(TASK TO CARRY OUT):
Reproduce the data in its entirety, exactly as supplied.

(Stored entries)
========
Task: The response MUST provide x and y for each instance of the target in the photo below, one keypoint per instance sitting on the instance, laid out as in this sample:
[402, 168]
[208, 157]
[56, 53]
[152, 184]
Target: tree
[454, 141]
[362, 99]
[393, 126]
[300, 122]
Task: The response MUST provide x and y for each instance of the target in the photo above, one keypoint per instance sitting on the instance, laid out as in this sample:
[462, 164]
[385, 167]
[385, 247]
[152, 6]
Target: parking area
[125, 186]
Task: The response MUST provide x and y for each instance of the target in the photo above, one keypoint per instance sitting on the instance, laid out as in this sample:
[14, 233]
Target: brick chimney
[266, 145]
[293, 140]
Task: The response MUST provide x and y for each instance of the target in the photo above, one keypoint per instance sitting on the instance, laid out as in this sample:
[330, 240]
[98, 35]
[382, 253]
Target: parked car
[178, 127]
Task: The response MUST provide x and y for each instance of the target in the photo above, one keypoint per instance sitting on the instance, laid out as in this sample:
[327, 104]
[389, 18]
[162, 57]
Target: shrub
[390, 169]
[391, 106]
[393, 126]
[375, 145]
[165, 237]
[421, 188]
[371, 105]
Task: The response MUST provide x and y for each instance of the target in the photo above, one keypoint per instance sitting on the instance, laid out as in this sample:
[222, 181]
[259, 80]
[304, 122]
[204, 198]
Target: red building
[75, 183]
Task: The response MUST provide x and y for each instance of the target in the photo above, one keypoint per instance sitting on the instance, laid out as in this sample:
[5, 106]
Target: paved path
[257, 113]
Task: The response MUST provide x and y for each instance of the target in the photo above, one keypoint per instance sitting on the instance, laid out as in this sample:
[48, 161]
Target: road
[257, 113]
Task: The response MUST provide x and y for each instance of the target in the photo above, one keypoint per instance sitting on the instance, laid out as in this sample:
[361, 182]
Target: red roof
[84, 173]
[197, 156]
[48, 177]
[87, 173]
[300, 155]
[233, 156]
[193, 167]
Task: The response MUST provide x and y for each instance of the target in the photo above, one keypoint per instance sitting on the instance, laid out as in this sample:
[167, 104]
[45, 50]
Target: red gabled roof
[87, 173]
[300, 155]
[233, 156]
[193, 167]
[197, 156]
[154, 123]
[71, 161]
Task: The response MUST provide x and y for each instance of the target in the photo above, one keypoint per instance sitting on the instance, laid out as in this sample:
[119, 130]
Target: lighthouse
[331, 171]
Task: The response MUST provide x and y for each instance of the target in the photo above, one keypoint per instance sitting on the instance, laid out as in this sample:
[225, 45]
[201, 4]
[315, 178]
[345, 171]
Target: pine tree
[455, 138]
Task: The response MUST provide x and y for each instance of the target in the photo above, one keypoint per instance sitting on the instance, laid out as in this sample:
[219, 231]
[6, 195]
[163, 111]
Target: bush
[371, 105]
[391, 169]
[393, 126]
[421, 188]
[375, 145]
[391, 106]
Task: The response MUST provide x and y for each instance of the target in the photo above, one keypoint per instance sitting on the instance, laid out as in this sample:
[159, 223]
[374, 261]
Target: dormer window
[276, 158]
========
(EXERCISE SOLUTION):
Task: The response MUST provide x and y for each instance of the target in the photo below, one keypoint per instance sitting on the instance, laid out as in this sample:
[402, 168]
[208, 157]
[56, 53]
[152, 184]
Target: tree
[454, 141]
[362, 99]
[393, 126]
[300, 122]
Task: The response MUST provide x and y for each instance of the target in the photo above, one keypoint per instance sitting on the instance, laid out as in this sample:
[462, 164]
[385, 167]
[385, 247]
[152, 6]
Target: parking area
[125, 186]
Task: The response MUST provide x and y for each instance of the target in the photo above, one keypoint per instance sitting on the instance, laid out as in this sample:
[14, 233]
Target: brick chimney
[266, 145]
[293, 140]
Task: The response MUST provide x and y for each instance of the target in the photo above, one keypoint per instance sitting on the instance, laid out as in this sample:
[330, 240]
[98, 35]
[382, 253]
Target: parked car
[178, 127]
Task: The response MUST provide x and y for each instance of the target in the photo above, one keypoint per instance sitting on the instance, laid out as in this sample:
[327, 104]
[389, 18]
[162, 57]
Target: shrub
[390, 169]
[391, 106]
[393, 126]
[375, 145]
[165, 237]
[421, 188]
[371, 105]
Task: The response MUST provide x and y for each instance of the target in the photo above, one keypoint per instance sitting on the instance, laid out as in this sample:
[222, 181]
[259, 80]
[304, 122]
[204, 198]
Target: red building
[75, 183]
Task: The response MUST provide x and y for each instance of the target in the photo above, one keypoint per instance sitting on the instance, laid out as in this sample:
[5, 106]
Target: paved path
[257, 113]
Task: The response MUST provide x and y for each instance of the target in the photo above, one keypoint per instance sitting on the instance, laid out as in this sample:
[48, 161]
Target: road
[257, 113]
Task: The response MUST provide x and y for each instance of the target in the photo above, one keypoint per instance sitting on the instance, laid out as in this sample:
[361, 182]
Target: red roof
[84, 173]
[197, 156]
[48, 177]
[87, 173]
[300, 155]
[233, 156]
[193, 167]
Task: The response MUST provide x and y for each instance of the target in the photo above, one keypoint per instance sitting on the instance, laid out as in this sample:
[167, 104]
[45, 50]
Target: red gabled roof
[87, 173]
[300, 155]
[233, 156]
[193, 167]
[197, 156]
[154, 123]
[71, 161]
Task: The response MUST provide x and y for each instance of the target in the photo above, one keypoint per instance sitting on the instance, laid out as in this sample:
[119, 130]
Target: lighthouse
[331, 171]
Task: The response MUST provide x and y for each instance of the target in the photo above, one keypoint per instance sitting on the instance, laid out as in this sample:
[225, 45]
[201, 4]
[315, 178]
[345, 171]
Target: pine tree
[455, 138]
Task: The response MUST provide x and y for each instance of the target in the photo above, one keypoint per instance sitting on the instance, laid out as in this sample:
[219, 231]
[6, 195]
[163, 111]
Target: bush
[371, 105]
[391, 169]
[393, 126]
[421, 188]
[375, 145]
[391, 106]
Task: The response MUST provide x and y for each instance of the target in the photo above, one keypoint per instance sitting on the instance, laid out as in this sample:
[159, 223]
[374, 261]
Target: dormer window
[276, 158]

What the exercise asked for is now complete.